*CHALLENGE*
Beginning at the line containing "Where can you find the brick" and continuing to the end of the records below, give each line again exactly as it stands, and only those lines.

═════ INFORMATION PROVIDED

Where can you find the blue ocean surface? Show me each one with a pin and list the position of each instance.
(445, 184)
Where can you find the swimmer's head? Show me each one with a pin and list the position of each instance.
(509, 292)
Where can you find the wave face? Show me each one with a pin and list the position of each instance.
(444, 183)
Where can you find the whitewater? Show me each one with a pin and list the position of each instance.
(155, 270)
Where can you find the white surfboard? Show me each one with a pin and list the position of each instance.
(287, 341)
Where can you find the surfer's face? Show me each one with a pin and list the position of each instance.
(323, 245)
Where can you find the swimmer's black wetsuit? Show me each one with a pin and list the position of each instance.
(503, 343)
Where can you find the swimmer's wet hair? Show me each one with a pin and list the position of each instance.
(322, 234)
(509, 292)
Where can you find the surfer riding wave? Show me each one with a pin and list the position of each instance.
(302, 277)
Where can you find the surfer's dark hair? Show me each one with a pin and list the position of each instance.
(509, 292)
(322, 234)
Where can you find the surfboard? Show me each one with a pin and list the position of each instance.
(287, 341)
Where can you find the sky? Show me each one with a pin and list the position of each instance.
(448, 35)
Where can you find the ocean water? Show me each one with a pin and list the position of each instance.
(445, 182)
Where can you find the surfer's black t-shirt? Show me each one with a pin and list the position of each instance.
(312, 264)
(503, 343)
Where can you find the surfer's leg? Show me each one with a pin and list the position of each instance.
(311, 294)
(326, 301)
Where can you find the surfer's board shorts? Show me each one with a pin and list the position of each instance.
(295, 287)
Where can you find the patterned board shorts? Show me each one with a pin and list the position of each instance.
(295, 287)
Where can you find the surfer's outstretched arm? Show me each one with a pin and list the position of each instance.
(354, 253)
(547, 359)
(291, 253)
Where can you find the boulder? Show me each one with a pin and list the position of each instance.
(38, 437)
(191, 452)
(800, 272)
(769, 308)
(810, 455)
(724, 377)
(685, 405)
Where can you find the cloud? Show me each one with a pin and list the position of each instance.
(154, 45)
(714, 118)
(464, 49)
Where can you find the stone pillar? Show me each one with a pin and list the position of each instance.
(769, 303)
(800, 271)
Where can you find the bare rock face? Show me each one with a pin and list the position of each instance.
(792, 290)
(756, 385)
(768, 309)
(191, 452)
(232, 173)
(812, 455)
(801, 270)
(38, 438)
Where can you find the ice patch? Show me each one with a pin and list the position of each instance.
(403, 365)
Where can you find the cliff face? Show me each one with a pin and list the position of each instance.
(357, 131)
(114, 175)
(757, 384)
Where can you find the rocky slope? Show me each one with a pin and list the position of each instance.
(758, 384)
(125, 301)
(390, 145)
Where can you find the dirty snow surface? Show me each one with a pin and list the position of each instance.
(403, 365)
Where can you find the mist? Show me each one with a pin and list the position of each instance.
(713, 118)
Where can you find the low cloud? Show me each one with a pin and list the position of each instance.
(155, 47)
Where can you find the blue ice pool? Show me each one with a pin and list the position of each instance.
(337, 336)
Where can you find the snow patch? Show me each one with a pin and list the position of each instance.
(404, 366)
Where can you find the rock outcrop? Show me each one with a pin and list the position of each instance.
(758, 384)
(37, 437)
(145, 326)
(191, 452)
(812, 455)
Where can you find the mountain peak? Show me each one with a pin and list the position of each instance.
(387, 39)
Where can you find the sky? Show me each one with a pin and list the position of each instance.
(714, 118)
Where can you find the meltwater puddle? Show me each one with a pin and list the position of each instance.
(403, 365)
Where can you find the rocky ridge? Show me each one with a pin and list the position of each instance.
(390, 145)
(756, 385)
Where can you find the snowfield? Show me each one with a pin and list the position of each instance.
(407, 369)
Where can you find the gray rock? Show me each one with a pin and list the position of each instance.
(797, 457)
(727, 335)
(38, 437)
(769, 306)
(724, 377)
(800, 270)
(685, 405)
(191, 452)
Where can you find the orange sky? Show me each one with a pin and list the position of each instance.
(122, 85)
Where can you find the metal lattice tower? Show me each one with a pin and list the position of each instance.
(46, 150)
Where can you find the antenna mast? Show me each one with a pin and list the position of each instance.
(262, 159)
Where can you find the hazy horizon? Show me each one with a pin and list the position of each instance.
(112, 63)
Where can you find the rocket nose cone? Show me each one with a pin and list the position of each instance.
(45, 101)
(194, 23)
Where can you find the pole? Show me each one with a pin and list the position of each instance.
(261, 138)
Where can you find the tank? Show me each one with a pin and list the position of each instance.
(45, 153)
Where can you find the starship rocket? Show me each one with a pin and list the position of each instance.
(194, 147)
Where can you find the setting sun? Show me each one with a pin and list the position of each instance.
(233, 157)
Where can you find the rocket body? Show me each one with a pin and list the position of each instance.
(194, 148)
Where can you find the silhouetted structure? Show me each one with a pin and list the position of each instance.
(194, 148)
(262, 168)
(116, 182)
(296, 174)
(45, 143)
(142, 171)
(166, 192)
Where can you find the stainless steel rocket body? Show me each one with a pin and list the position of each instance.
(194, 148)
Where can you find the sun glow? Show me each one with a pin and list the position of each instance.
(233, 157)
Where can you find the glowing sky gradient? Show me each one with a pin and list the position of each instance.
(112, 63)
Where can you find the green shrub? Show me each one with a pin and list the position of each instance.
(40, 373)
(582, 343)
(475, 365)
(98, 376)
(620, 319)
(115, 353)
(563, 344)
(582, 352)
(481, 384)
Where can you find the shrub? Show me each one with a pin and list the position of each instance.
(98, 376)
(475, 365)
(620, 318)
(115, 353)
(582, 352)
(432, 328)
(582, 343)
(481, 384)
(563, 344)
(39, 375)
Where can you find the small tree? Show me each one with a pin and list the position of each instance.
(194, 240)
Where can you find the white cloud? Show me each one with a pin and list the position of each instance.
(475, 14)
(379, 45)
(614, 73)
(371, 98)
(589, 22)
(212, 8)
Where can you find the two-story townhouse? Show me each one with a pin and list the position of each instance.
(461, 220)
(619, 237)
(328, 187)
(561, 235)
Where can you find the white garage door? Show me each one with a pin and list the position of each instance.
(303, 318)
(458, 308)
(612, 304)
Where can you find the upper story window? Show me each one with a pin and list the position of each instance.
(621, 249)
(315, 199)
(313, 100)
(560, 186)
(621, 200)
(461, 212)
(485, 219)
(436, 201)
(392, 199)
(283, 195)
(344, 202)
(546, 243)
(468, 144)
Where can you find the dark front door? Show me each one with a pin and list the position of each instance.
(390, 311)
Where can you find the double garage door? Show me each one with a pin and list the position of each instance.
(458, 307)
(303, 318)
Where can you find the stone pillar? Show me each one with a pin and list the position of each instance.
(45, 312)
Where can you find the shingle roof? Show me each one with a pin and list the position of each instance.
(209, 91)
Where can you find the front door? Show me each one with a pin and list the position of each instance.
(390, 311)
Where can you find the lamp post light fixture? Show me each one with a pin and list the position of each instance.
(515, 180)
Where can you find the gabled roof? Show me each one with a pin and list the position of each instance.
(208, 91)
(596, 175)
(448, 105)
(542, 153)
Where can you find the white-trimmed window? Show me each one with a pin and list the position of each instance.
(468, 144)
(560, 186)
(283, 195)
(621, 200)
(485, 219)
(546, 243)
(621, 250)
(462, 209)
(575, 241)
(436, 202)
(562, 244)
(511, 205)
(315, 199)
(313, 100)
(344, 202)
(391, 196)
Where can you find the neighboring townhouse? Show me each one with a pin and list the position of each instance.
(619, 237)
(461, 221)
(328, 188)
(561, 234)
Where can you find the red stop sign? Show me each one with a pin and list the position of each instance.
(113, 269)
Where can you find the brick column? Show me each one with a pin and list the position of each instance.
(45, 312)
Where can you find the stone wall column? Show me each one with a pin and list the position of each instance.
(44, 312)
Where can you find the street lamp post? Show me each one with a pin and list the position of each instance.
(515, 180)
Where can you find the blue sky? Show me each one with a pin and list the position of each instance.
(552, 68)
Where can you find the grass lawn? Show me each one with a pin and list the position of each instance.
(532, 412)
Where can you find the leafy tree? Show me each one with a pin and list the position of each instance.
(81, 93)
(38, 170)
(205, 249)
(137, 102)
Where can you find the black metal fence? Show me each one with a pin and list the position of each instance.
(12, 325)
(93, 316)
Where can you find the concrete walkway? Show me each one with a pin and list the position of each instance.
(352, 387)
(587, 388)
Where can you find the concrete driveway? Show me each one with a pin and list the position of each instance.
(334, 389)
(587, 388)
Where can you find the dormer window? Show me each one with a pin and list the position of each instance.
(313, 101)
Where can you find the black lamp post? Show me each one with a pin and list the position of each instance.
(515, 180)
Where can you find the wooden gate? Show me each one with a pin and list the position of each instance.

══════════

*RIGHT ANSWER*
Where can you find the brick column? Show me each one with a pin and list the position of each instance.
(45, 312)
Where can you find the stone wall column? Show me each one with a pin and list the position of each instance.
(44, 312)
Where can you find the street lamp post? Show me each one with a pin and list the position of each instance.
(515, 180)
Where can you find the blue sky? Show me each one with a pin and list the position of each instance.
(552, 68)
Where can you find the grass lawn? Show me each one with a pin and list the position of each instance.
(532, 412)
Where can you find the leafy tree? Show me each one with a pin and list the position of each instance.
(81, 93)
(38, 170)
(205, 249)
(137, 102)
Where can you find the black metal fence? Show me each one with a pin and list the position of each instance.
(12, 325)
(93, 316)
Where can you find the concrete walkway? Show me each one with a pin and list the position of each instance.
(352, 387)
(587, 388)
Where can you find the concrete driveway? Show me each one with a pin and list the position of each instance.
(334, 389)
(587, 388)
Where can you find the dormer window? Show me each one with a pin and list the position of each instance.
(313, 101)
Where can you find the black lamp post? Show me each one with a pin and list the position of each instance.
(515, 180)
Where can you find the wooden gate? Show me each one with a pin and list the position of each instance.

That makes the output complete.